- Opening Delimiter -
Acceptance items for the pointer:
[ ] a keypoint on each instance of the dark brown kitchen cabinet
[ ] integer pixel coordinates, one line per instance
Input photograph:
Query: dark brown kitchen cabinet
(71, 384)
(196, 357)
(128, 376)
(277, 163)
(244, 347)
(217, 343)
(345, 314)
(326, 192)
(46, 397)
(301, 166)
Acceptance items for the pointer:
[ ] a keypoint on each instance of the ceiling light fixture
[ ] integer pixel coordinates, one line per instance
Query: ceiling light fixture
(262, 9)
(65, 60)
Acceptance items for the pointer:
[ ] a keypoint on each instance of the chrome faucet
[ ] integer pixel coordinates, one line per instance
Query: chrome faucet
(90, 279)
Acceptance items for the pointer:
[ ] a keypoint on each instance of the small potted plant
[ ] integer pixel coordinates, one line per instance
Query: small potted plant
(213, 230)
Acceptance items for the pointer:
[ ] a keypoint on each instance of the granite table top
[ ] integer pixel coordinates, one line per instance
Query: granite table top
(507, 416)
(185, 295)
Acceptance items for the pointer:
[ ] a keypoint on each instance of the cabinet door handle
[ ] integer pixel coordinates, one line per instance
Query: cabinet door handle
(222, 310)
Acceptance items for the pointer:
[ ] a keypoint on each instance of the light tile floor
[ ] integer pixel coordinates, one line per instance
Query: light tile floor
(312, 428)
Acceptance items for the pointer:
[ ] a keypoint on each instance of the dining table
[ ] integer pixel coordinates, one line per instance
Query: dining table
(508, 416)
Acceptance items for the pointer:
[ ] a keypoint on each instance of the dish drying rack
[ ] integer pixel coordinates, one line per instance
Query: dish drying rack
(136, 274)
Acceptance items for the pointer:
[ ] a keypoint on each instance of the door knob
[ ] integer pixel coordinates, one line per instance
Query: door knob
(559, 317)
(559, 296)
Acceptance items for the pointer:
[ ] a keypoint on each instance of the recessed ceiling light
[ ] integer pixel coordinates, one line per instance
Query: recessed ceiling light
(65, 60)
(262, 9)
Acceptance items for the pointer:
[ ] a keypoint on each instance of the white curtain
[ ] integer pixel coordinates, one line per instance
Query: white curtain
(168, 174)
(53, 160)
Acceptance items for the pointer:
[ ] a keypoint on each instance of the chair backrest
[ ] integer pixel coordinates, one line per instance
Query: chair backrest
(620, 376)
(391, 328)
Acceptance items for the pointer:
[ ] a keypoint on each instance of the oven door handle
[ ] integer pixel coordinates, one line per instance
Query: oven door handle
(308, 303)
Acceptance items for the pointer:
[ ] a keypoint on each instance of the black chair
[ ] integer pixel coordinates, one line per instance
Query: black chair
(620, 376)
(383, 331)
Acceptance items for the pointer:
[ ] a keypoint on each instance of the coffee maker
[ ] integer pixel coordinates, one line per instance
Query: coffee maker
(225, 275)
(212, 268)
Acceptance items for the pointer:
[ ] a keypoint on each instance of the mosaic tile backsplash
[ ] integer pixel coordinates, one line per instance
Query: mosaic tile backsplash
- Closing Delimiter -
_Problem details_
Each line above should be output exactly as written.

_Response area_
Acceptance items for the pointer:
[ ] a keypoint on each instance of the dark brown kitchen cabinet
[ ] integer pixel coordinates, one line per instance
Input photograph:
Query: dark brown kitchen cabinet
(71, 384)
(196, 357)
(128, 376)
(277, 163)
(244, 347)
(217, 343)
(345, 314)
(326, 192)
(46, 397)
(301, 166)
Acceptance items for the pointer:
[ ] a keypoint on each instance of the ceiling light fixture
[ ] integer pixel coordinates, one line per instance
Query: ceiling light fixture
(262, 9)
(65, 60)
Acceptance items for the pointer:
[ ] a keypoint on each instance of the chrome faucet
[ ] integer pixel coordinates, one line per instance
Query: chrome faucet
(90, 279)
Acceptance items for the pointer:
[ ] a keypoint on each instance of the small potted plant
[ ] integer pixel coordinates, one line per instance
Query: small potted plant
(213, 230)
Acceptance items for the pointer:
[ ] a keypoint on each instance of the granite table top
[ ] integer pixel coordinates, one line per instance
Query: granite table top
(507, 416)
(185, 295)
Acceptance items for the pointer:
[ ] a keypoint on each instance of the cabinet door handle
[ ] integer pixel coordinates, one line per instance
Query: cabinet door handle
(222, 310)
Acceptance items for the pointer:
[ ] a keypoint on each instance of the light tile floor
[ ] integer pixel coordinates, one line per instance
Query: light tile floor
(312, 428)
Acceptance items for the pointer:
[ ] a keypoint on each instance of the dining table
[ ] integer pixel coordinates, one line per instance
Query: dining table
(508, 416)
Acceptance items for the pointer:
[ ] a keypoint on each instance of the dish drying rack
[ ] integer pixel coordinates, one line per instance
Query: dish drying rack
(136, 274)
Acceptance items for the pointer:
[ ] a keypoint on each instance of the door knob
[ ] integer pixel coordinates, one line per instance
Query: door knob
(559, 317)
(559, 296)
Acceptance items for the pointer:
[ ] a keypoint on each instance of the recessed ceiling light
[ ] integer pixel coordinates, one line per instance
Query: recessed ceiling light
(65, 60)
(262, 9)
Acceptance items for the pointer:
[ ] a keypoint on each instance of the white curtain
[ ] integer pixel coordinates, one line per instance
Query: white curtain
(168, 174)
(53, 160)
Acceptance items for the pointer:
[ ] a keypoint on each instance of the chair backrest
[ ] integer pixel coordinates, one line per instance
Query: chair backrest
(620, 376)
(391, 328)
Acceptance items for the pointer:
[ ] a keypoint on each instance of the oven door handle
[ ] integer pixel coordinates, one line per instance
Query: oven door handle
(308, 303)
Acceptance items for the pointer:
[ ] a keypoint on each instance of the black chair
[ ] integer pixel coordinates, one line per instance
Query: black chair
(620, 376)
(383, 331)
Acceptance items for the pointer:
[ ] a keypoint on each instance of the coffee maker
[ ] integer pixel coordinates, one line per instance
Query: coffee maker
(225, 275)
(212, 268)
Acceptance items for the pointer:
[ ] a keypoint on each instance of the mosaic tile backsplash
[ ] integer pixel coordinates, one line per instance
Query: mosaic tile backsplash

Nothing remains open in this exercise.